● **GIVEN TEXT**
[Begin]

Negentropy: noSQL (Document-based) or Distributed Cache

As numerous discussions at Shutterfly and on various online posts and this blog by Greg Luck indicates, there is definitely some interest in the market in terms of understandings where Distributed Cache and NoSQL Movement use-cases intersect and where they don't.

Of course, both aim to offload the RDBMS strong-hold in the enterprise by either

Deflection (i.e. minimizing direct access to the RDBMS) - i.e. a proxy to the RDBMS or
Avoidance (i.e. allowing for some types of data to not be stored in the RDBMS to begin with).

PURE-L2 Architecture:

Usage of L1-L2 analogies in distributed-cache literature stems from multi-level cache hierarchies described in CPU architectures - basically the L1 cache is local to your client application process and the L2 is an off-host/off-process manager of cache-data.

See this animated GIF -

As can be seen, whether the off-host process that manages the cache-data is MongoD or MemcacheD or Terracotta-Server, architecturally they all look equivalent - i.e. a pure-L2 with no-L1 - so that all data needs to be retrieved from over the network and then massaged into a POJO for consumption by the application. (FYI - I used these specific technology implementations as proxies for NoSQL and Distributed Cache since I have good familiarity with Mongo (Document Based noSQL), Terracotta-Ehcache and Memcache - given that we use these 3 technologies in our stack at Shutterfly).

[End]

● **EXTRACTED MATERIAL**

[Begin]

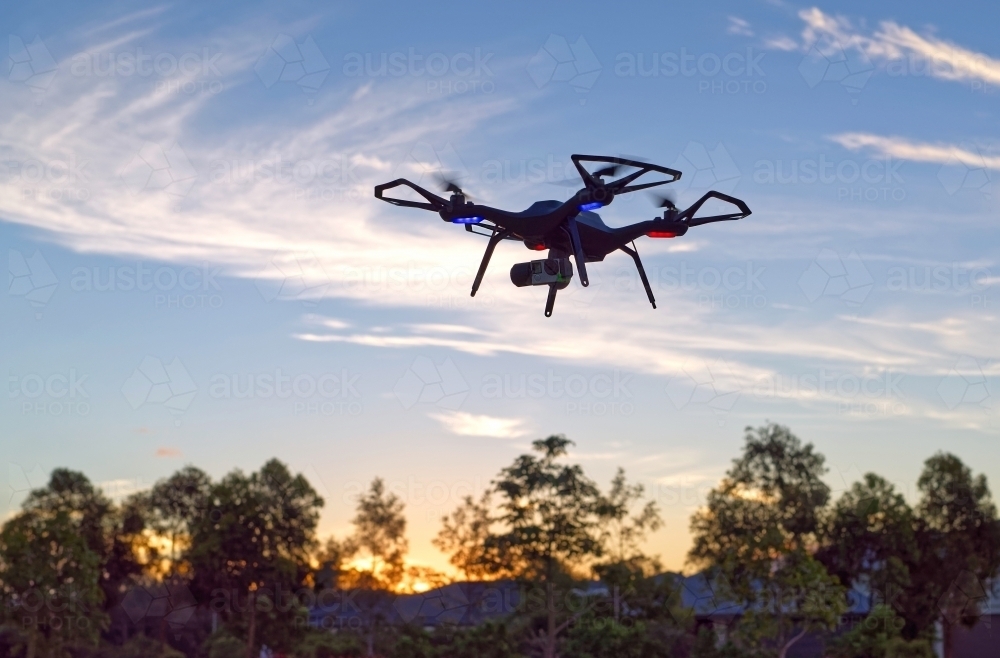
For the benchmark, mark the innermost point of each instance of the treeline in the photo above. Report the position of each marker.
(224, 568)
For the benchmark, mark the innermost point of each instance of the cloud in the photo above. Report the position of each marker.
(781, 42)
(923, 55)
(739, 27)
(467, 424)
(905, 149)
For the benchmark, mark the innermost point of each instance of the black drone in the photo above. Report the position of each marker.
(569, 227)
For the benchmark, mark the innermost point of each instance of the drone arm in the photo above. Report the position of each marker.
(494, 240)
(578, 255)
(621, 186)
(688, 215)
(436, 203)
(550, 301)
(642, 273)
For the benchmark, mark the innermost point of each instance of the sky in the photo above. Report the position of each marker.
(199, 273)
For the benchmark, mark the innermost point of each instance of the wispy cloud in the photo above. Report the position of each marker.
(739, 26)
(921, 54)
(907, 149)
(467, 424)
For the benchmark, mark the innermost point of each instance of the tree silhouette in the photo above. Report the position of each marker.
(755, 532)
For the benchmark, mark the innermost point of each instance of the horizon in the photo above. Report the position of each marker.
(200, 274)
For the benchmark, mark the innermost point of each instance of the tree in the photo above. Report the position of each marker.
(51, 578)
(464, 536)
(380, 537)
(756, 532)
(623, 530)
(959, 539)
(255, 541)
(175, 504)
(548, 513)
(868, 539)
(113, 533)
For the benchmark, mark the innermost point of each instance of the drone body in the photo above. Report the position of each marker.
(570, 227)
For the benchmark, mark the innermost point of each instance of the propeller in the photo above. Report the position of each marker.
(609, 171)
(664, 201)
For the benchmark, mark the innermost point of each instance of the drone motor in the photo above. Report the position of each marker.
(543, 272)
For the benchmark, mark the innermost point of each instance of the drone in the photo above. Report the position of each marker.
(570, 227)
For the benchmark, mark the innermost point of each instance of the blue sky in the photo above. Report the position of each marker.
(199, 273)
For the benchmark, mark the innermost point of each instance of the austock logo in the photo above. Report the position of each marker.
(700, 383)
(171, 601)
(157, 167)
(829, 275)
(559, 61)
(423, 382)
(287, 61)
(31, 278)
(31, 64)
(155, 383)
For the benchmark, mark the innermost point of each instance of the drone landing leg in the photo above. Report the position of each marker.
(574, 236)
(642, 273)
(550, 301)
(494, 240)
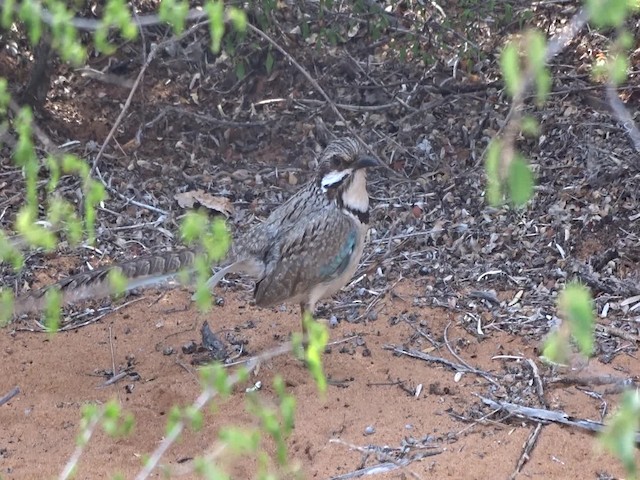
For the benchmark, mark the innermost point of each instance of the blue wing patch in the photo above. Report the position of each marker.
(338, 263)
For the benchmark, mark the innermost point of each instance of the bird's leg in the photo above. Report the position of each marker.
(303, 314)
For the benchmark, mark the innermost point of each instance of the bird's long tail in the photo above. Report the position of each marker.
(143, 271)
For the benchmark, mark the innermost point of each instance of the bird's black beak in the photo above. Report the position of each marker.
(367, 162)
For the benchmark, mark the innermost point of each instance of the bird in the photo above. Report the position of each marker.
(306, 250)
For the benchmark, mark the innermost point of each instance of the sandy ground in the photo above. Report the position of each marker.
(59, 374)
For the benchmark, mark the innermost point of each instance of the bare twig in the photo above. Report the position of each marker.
(546, 416)
(203, 399)
(526, 450)
(7, 398)
(125, 107)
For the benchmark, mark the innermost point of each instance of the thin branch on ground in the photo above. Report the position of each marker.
(526, 450)
(447, 363)
(7, 398)
(548, 416)
(203, 399)
(125, 108)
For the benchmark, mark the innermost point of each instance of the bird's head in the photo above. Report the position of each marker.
(342, 174)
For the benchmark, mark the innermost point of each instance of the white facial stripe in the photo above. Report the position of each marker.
(356, 196)
(334, 177)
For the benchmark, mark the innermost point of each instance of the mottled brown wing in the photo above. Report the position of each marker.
(315, 251)
(95, 284)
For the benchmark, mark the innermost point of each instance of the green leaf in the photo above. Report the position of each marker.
(215, 376)
(530, 126)
(174, 13)
(8, 7)
(575, 303)
(195, 417)
(556, 348)
(34, 234)
(52, 310)
(215, 11)
(240, 440)
(317, 337)
(269, 62)
(5, 96)
(619, 436)
(520, 181)
(618, 67)
(609, 13)
(492, 167)
(239, 18)
(30, 13)
(117, 281)
(510, 66)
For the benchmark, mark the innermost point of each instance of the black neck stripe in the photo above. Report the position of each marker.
(362, 216)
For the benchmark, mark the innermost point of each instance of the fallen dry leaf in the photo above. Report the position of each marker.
(193, 197)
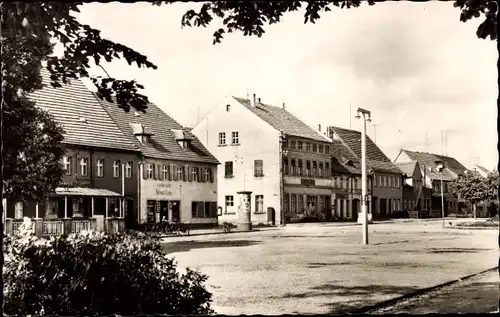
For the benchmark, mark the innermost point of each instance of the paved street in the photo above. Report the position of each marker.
(316, 268)
(476, 295)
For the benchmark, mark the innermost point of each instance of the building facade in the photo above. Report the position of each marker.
(98, 190)
(387, 189)
(177, 178)
(258, 147)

[End]

● **WRITTEN EXERCISE 1**
In the post on distributed cache versus NoSQL, what is the L1 cache said to be local to?
● **WRITTEN EXERCISE 2**
Continue the post on distributed cache versus NoSQL, picking up right after its final sentence.

● **FINAL ANSWER 1**
The L1 cache is local to the client application process.

● **FINAL ANSWER 2**
Given the architectural equivalence here and our runtime-observations, one could argue that in a pure-L2 architecture, using No-SQL technologies seems like the way to go (especially if there is a requirement to view the data outside of the confines of the application's Domain Model - e.g MongoDB Shell). Or at least, drop them into the same pool of candidate technologies and map features as they relate to your use-case.

For us definitely, with Mongo-DB as L2, in certain use cases
- we observed good response times (see attached image)

- we experienced good query expressability
- we could validate data manipulations expected off the application easily from the MongoDB Shell.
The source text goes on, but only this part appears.